→ TASK INSTRUCTIONS
Every entry below must appear again, exactly as written.

→ DATA LISTING

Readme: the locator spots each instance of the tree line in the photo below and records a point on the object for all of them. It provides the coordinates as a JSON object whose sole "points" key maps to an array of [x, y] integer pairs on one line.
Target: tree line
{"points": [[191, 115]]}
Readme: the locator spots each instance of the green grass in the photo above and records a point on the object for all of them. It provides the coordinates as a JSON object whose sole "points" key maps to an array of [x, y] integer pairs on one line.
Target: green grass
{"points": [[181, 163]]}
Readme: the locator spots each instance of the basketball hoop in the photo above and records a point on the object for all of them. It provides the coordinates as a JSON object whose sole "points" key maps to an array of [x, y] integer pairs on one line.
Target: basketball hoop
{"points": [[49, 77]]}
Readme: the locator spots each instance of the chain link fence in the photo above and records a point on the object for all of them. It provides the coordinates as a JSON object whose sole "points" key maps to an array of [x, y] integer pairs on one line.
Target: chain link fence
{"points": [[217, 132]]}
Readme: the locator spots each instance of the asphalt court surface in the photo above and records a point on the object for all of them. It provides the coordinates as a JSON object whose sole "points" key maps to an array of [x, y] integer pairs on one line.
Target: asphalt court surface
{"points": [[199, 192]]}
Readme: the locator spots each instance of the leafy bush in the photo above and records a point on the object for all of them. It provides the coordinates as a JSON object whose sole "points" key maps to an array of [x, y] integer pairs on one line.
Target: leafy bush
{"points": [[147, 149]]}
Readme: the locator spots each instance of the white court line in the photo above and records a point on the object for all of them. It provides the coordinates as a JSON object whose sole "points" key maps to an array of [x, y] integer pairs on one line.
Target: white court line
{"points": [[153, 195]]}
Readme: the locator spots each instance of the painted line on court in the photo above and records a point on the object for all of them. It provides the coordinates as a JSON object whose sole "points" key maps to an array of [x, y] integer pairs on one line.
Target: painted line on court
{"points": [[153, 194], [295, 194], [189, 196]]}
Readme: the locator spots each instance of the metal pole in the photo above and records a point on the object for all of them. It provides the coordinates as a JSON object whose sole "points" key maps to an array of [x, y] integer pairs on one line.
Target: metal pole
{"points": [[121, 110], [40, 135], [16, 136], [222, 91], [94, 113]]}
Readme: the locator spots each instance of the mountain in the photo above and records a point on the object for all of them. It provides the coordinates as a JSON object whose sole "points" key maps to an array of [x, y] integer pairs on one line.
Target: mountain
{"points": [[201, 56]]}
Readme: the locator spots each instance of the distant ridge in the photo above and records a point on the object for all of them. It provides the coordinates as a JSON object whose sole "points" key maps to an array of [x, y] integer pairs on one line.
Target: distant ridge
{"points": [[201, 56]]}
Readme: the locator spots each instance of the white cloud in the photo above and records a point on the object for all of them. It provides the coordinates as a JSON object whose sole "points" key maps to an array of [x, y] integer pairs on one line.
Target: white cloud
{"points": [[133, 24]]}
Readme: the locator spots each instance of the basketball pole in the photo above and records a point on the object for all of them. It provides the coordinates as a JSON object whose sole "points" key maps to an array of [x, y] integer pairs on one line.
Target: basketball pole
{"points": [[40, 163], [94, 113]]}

→ ANSWER TO THE EXERCISE
Readme: the locator spots each instance of the tree line in the photo below and records a point on the object for all of them. It provides the coordinates as a JSON object whose sole "points" key maps to an array of [x, y] integer pairs on one line.
Target: tree line
{"points": [[191, 115]]}
Readme: the locator spots each instance of the green grass in the photo above and records a point on the object for all of them. It provides the coordinates as a JSON object whose sole "points" key maps to an array of [x, y] integer pairs on one line.
Target: green grass
{"points": [[181, 163]]}
Readme: the locator spots each instance of the basketball hoop in the photo above and records a point on the object for all of them. It provides the coordinates as a JSON object whose sole "points" key maps to an array of [x, y] integer pairs on one line.
Target: basketball hoop
{"points": [[49, 77]]}
Readme: the locator spots each instance of the chain link fence in the photo above and records a point on the object for all of them. It provides the coordinates as a JSON object whose sole "points" key maps to an array of [x, y] integer pairs on one line.
Target: chain link fence
{"points": [[217, 132]]}
Readme: the locator spots each instance of the asphalt court surface in the photo above and records a point on the object for all of them. It provides the coordinates as a JSON object whose sole "points" key maps to an array of [x, y] integer pairs on one line.
Target: asphalt court surface
{"points": [[199, 192]]}
Readme: the locator spots each instance of the leafy bush in the photo above and records a point on the object for all of them. It provides the coordinates as a JSON object whose sole "points" key maps to an array of [x, y] integer pairs on one line.
Target: leafy bush
{"points": [[147, 149]]}
Readme: the locator spots each instance of the white court line in the photo above and records a point on the object for all of them. It provides the coordinates as a JSON object whose sole "points" key maps to an array of [x, y] integer pairs on one line.
Target: white court line
{"points": [[153, 195]]}
Readme: the locator spots each instance of the painted line on court in the photo above and records a point on the object for all of them. It provides the coordinates as a JSON object whose sole "points" key maps to an array of [x, y] integer pairs on one line.
Target: painted line on court
{"points": [[153, 194], [295, 194], [189, 196]]}
Readme: the locator spots each instance of the metal pole in the photo above and records a point on the object for all of them. It provides the coordinates as a JSON object whose sole "points" key maps to an array of [x, y] integer pairs on one line.
Target: metal pole
{"points": [[121, 110], [40, 135], [16, 136], [222, 91], [94, 113]]}
Readme: the locator spots each instance of the mountain in the photo above and records a point on the object for all of them. It provides the coordinates as a JSON object whose sole "points" key maps to an array of [x, y] integer pairs on one line.
Target: mountain
{"points": [[201, 56]]}
Readme: the locator spots each instance of the distant ridge in the photo above and records a point on the object for all of them. It provides the coordinates as a JSON object whose sole "points" key maps to an array of [x, y] integer pairs on one line.
Target: distant ridge
{"points": [[201, 56]]}
Readme: the locator spots each instance of the white cloud in the photo above and records a point on the object for all of them. It provides the coordinates as a JSON object whose sole "points" key maps to an array of [x, y] integer pairs on one line.
Target: white cloud
{"points": [[133, 24]]}
Readme: the locator spots each instance of the basketball pole in the photo above and records a point on the object for all of them. It provides the coordinates as a JSON object whose sole "points" key maps to an array of [x, y] integer pairs on one line.
Target: basketball pole
{"points": [[40, 163], [94, 113]]}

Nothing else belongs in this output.